» Texte d'étude:
○ ○ ○

Le 07 mars 1928, au nom de toute la communauté mouride et notamment à la mémoire de Serigne Touba, Mame Cheikh accomplit le pèlerinage aux Lieux Saints de l'Islam. Cette expédition mémorable fut effectuée en compagnie de Serigne Fallou Mbacké. Egalement de la partie, il y avait Serigne Mbacké Bousso, Serigne Moulaye Bousso, Serigne Tacko Mbacké (second fils de Mame Cheikh Anta). Trois de ses principaux talibés complétaient la délégation. Il s'agit de Serigne Modou Ndiaye Diop, Serigne Ibrahima Dia, Serigne Mayoro Fall.  

Mame Cheikh Anta finança entièrement l'expédition de sa poche, depuis les billets en première classe jusqu'aux provisions consommées durant tout le voyage. Les escales en France, au Caire, comme le séjour en Terre Sainte ont été impressionnantes, tant Mame Cheikh, en aucune fois n'a lésiné sur les dépenses, pour assurer la qualité à ses compagnons d'équipée.  
Des Lieux Saints, il rapporta diverses reliques dont un manuscrit du Coran reconnu parmi l'un des plus anciens qui existe. Il rapporta également les couvertures qui revêtaient les mausolées du Prophète (P.S.L.) et de ses principaux compagnons (que Dieu les comble de bienfaits.) Ces couvertures serviront à recouvrir les mausolées de Khadimou Rassoul et de ses principaux disciples. Mame Cheikh Anta se réserva celle de Seydina Hamza, un oncle et fidèle compagnon du Prophète (P.S.L.), afin que son propre mausolée en soit paré après sa disparition.  



SES RELATIONS AVEC SERIGNE TOUBA ET FAMILLE 

Borom Gawaan entretenait d’excellentes relations aussi bien avec le Cheikh et ses proches qu’avec les autres.

○ ○ ○

» Consigne: Poursuivez le texte sur Mame Cheikh Anta à partir de sa dernière phrase.

[Données d'ancrage d'objets en langage naturel]
○ ○ ○

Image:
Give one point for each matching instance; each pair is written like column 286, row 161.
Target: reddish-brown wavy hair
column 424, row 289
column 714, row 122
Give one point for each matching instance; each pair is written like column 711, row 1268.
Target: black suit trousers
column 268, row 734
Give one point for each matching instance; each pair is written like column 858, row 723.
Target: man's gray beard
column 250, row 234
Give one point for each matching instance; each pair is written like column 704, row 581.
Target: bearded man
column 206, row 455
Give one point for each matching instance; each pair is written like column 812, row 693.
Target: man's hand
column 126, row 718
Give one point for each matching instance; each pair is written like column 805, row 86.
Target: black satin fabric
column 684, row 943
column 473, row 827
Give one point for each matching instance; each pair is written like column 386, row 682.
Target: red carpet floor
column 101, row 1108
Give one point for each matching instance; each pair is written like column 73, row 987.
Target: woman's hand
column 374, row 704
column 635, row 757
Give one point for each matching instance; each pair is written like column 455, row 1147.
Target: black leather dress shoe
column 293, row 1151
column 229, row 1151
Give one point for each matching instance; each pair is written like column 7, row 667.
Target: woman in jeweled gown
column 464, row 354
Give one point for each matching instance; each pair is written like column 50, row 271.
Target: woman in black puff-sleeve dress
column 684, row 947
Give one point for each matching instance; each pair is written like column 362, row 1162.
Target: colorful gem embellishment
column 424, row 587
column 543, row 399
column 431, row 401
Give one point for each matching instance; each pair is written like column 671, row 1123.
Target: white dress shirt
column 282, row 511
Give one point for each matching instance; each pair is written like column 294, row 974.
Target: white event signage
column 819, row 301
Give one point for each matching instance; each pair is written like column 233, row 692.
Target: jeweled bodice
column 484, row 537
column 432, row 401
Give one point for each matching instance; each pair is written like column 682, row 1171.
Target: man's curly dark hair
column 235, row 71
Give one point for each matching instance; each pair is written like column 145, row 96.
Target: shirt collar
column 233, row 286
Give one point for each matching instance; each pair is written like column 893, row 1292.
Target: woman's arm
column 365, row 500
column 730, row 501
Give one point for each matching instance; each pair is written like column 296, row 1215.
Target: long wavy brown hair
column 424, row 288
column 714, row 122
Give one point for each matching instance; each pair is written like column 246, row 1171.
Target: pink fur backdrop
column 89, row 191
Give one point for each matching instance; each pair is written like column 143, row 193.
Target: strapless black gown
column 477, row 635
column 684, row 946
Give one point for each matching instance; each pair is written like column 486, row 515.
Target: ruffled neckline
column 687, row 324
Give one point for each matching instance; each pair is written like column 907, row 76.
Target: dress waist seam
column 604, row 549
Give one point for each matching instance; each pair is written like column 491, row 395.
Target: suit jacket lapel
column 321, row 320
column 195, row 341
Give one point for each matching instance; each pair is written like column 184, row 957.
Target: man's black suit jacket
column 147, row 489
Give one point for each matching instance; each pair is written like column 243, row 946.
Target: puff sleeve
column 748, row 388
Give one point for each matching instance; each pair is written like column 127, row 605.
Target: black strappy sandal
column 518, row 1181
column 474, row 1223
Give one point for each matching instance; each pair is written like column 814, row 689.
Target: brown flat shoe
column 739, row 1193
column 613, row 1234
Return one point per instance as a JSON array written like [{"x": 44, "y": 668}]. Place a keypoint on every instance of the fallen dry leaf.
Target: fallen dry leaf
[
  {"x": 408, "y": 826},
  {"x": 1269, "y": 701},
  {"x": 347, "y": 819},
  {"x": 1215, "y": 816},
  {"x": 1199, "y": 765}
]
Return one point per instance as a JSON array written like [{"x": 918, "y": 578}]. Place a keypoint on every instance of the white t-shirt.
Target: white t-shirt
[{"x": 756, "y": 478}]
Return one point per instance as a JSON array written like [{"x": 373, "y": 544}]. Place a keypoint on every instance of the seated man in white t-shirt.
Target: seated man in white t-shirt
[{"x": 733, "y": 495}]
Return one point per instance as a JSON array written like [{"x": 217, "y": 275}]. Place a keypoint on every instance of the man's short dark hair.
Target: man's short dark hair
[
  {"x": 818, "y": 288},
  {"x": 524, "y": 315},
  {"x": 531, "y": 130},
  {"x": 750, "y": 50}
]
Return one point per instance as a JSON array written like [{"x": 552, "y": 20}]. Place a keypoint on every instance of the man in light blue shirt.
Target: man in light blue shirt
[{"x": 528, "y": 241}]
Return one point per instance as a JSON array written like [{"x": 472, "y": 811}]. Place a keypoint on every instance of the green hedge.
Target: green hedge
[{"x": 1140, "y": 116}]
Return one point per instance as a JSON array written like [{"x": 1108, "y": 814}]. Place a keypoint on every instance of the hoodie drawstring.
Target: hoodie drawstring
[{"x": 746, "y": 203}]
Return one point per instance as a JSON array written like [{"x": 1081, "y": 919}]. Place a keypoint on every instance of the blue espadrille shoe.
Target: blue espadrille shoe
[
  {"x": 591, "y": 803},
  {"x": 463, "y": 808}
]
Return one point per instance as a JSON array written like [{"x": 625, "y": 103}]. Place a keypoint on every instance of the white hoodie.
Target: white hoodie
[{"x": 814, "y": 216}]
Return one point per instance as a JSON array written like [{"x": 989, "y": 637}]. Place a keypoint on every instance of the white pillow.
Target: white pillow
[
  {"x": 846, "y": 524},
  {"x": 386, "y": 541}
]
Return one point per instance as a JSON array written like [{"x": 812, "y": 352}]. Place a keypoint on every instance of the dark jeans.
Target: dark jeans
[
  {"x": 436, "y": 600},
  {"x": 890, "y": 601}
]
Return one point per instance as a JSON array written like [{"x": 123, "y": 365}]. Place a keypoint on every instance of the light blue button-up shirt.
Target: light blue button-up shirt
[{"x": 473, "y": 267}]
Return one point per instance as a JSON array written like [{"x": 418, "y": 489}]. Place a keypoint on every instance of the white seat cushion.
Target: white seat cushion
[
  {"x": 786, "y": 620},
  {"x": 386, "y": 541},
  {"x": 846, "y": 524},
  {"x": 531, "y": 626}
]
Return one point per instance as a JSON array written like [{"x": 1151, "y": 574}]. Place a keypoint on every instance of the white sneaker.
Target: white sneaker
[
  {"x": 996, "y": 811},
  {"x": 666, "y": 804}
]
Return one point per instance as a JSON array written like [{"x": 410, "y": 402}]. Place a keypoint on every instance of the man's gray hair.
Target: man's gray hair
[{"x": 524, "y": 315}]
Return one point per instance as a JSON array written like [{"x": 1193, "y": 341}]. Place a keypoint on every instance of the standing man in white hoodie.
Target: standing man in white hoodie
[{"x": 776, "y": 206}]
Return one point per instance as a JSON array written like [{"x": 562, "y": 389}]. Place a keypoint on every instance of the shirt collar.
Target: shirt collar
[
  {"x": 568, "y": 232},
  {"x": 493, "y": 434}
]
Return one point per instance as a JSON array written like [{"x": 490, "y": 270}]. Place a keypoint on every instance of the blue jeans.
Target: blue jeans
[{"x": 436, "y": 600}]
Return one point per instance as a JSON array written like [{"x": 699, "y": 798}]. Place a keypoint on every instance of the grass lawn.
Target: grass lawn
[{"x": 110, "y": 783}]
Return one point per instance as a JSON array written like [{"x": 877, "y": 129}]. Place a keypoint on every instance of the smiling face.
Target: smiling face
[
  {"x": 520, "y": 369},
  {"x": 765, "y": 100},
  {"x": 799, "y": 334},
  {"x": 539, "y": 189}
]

○ ○ ○

» Résultat ci-dessous:
Les profondes et exceptionnelles relations spirituelles qui le liaient à son frère et maître depuis sa tendre enfance se sont renforcées au fil des années. Fidèle entre les fidèles, Mame Cheikh Anta a été l'une des rares personnes à avoir rendu visite à Serigne Touba dans son exil gabonais (il l'a trouvé à Lambaréné). De ce voyage mémorable, il a rapporté des écrits du Cheikh qu’il imprima par la suite. Il a également rapporté des directives destinées à Mame Thierno Ibra Faty qui avait en charge les destinées de la communauté en l'absence du Maître. Il a surtout rapporté aux talibés la certitude que le Maître était bien vivant et qu'il allait revenir parmi les siens, contrairement aux informations distillées par l'autorité coloniale dans le but de les démoraliser.  

Quant à ses liens avec ses proches et les autres figures du mouridisme, ils étaient bien connus : il jouisssait du respect et de l’amitié de tous sans exception aucune. Toutefois, l’amitié qui le liait à Serigne Mbacké Bousso et à Cheikh Mouhammad Fadel était singulière. Profondément touchés par sa déportation à Ségou, chacun lui avait témoigné son soutien ; l’un par écrit et l’autre par une visite qu’il lui a rendue à Ségou et au cours de laquelle il lui a prédit la fin des épreuves et son retour imminent à son pays.  

Par ailleurs Mame Cheikh Anta avait tissé de vastes et bonnes relations avec le monde extérieur en raison de ses activités commerciales.  

En somme, la vie de cette personnalité témoigne d’une ferme et sincère détermination, d’une vision extraordinaire et d’un dévouement inégalable au service du Cheikh, de ses disciples et de l’ensemble des musulmans.  

L’importance et la portée de ses positions nous rappellent en effet le troisième khalife de l’Islam Sayyidina Ousmane ibn Affan que Dieu l’agrée de ses largesses.  

Le fait que Cheikhoul Khadim lui ait confié Darou Salam, son premier village, et lui ait réservé l’honneur de sa réception à son retour d’éxil au Gabon illustrent parfaitement sa confiance et son estime pour son frère et disciple Cheikh Anta. Ces festivités, demeurées mémorables, sont chaque année commémorées dans la ferveur et l'enthousiasme. C'est le fameux Magal de Darou Salam qu'on peut considérer comme le premier magal organisé par la communauté mouride.  

Borom Gawaan a été rappelé à Dieu en mai 1941 à Darou Salam où se trouve son mausolée.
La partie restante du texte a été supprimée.